* Start Stored rows *

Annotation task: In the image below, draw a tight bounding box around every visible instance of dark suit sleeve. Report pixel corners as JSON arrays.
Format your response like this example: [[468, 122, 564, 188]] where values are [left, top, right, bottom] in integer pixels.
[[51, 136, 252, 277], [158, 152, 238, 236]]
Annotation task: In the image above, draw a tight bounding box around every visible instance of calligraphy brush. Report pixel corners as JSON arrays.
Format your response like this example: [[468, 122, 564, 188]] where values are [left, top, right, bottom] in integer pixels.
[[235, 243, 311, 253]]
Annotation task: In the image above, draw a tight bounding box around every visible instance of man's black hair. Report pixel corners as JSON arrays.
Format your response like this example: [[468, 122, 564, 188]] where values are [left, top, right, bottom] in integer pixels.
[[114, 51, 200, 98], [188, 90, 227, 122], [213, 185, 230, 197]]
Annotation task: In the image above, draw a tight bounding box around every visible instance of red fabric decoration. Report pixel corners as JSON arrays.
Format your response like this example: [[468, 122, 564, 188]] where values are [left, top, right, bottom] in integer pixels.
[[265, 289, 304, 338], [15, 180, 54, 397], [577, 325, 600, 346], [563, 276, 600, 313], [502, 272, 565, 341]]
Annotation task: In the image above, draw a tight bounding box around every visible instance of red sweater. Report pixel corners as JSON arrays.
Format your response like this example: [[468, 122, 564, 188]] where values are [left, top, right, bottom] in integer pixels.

* End Stored rows *
* Start Stored rows *

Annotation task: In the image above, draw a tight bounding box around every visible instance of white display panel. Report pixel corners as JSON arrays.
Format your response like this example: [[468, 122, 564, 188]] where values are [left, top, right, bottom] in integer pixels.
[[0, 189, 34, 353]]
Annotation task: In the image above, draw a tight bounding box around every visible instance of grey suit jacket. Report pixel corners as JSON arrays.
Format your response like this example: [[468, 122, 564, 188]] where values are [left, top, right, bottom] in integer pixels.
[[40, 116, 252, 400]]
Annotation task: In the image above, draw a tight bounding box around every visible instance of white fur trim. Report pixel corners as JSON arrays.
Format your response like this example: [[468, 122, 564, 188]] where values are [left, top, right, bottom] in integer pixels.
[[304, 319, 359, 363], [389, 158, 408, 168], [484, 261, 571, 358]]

* End Stored rows *
* Start Stored rows *

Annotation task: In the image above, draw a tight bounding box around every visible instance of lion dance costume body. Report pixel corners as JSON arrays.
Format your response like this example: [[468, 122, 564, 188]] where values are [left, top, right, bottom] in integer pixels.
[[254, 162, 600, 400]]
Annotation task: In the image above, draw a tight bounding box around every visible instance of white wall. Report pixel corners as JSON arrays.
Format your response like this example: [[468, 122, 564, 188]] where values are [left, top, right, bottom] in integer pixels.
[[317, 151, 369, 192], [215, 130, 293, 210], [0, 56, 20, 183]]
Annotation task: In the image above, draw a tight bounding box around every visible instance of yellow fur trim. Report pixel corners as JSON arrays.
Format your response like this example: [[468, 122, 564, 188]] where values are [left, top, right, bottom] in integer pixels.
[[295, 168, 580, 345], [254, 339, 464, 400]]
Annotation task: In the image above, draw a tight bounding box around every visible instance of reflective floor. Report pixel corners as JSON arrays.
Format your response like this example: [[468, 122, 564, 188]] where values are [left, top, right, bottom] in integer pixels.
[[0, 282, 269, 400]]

* End Stored rows *

_Problem requirements_
Rewrite the lines as a Markdown table with the columns Row and Line, one line per row and blank lines omitted. Start at the line containing "Annotation task: In the image below, draw" and end at the line containing "[[235, 243, 311, 253]]", including both.

_Written answer_
| Row | Line |
|---|---|
| 1 | Annotation task: In the image below, draw a tight bounding box around every visible instance of dark suit sleeve. Report pixel corners as JSON arrays. |
| 2 | Format your response like this example: [[468, 122, 564, 188]] where values are [left, top, right, bottom] in integer pixels. |
| 3 | [[51, 136, 252, 277], [158, 152, 238, 236]] |
| 4 | Annotation task: In the image above, draw a tight bounding box around every visible instance of calligraphy brush. Report pixel corners as JSON arrays. |
| 5 | Format your response like this example: [[468, 122, 564, 188]] where values are [left, top, right, bottom] in integer pixels. |
| 6 | [[235, 243, 311, 253]] |